**Work to do:** How many lines in the data below contain the word "building"? Give only the number.

==== Records shown

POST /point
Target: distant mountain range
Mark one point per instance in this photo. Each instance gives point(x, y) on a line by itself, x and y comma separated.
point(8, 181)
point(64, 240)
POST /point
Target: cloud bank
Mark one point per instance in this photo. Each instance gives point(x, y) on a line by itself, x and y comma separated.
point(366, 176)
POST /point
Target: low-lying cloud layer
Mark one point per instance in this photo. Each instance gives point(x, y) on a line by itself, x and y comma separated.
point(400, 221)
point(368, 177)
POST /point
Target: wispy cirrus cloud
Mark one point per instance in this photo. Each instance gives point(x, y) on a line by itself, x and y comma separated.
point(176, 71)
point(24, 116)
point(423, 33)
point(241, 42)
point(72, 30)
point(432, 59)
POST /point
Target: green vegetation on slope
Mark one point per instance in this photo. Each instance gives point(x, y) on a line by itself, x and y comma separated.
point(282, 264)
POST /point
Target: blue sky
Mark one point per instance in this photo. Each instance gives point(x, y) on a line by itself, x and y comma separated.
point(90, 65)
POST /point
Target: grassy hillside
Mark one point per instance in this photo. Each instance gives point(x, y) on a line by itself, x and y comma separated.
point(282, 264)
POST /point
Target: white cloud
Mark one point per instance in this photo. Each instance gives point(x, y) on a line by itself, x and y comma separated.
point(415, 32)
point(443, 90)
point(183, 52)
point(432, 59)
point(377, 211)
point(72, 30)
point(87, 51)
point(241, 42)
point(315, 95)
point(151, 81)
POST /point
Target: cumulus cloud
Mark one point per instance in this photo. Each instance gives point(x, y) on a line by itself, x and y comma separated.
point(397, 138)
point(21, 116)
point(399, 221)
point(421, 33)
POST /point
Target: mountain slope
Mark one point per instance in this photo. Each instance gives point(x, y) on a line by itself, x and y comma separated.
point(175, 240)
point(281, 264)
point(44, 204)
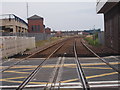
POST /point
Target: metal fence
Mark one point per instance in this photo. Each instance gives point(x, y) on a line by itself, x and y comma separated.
point(38, 36)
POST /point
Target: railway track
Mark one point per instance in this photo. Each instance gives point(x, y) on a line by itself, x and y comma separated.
point(55, 81)
point(21, 60)
point(102, 59)
point(35, 71)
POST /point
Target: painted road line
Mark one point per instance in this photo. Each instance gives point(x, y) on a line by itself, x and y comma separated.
point(17, 72)
point(52, 65)
point(104, 82)
point(101, 75)
point(66, 81)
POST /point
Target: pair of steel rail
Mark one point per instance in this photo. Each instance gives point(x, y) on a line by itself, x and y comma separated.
point(80, 71)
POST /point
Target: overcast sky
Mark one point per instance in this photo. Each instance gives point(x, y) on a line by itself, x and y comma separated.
point(59, 15)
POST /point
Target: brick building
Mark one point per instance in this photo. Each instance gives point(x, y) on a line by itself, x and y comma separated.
point(12, 23)
point(48, 30)
point(111, 11)
point(36, 24)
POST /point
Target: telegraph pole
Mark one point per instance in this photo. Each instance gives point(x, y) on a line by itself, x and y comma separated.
point(27, 8)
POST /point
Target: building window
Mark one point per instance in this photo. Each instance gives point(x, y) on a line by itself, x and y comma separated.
point(35, 27)
point(38, 27)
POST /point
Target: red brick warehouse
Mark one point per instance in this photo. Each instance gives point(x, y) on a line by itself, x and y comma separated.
point(35, 24)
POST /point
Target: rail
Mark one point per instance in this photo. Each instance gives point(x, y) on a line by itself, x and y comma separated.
point(81, 74)
point(35, 71)
point(28, 57)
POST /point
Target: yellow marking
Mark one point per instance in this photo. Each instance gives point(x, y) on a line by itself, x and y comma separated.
point(6, 79)
point(24, 66)
point(97, 68)
point(84, 64)
point(101, 75)
point(94, 76)
point(17, 72)
point(15, 78)
point(26, 69)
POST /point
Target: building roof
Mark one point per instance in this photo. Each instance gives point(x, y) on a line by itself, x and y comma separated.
point(34, 17)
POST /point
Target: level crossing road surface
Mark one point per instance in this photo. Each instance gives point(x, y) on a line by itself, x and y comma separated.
point(97, 73)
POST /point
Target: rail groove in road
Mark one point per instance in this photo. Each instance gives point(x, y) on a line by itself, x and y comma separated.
point(61, 72)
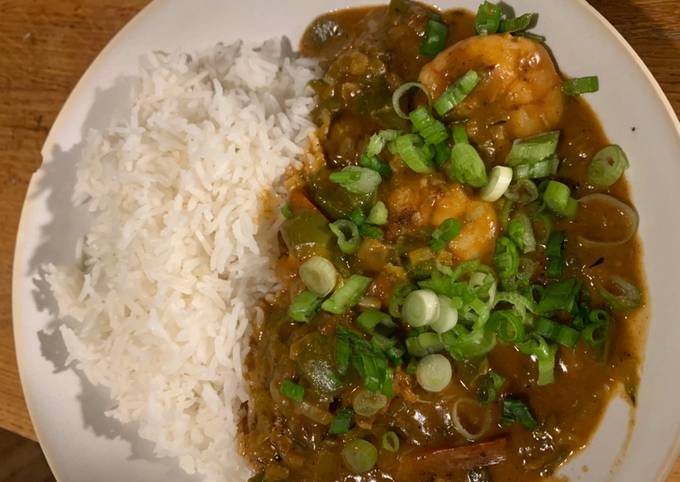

========

**Reply to the task:** 3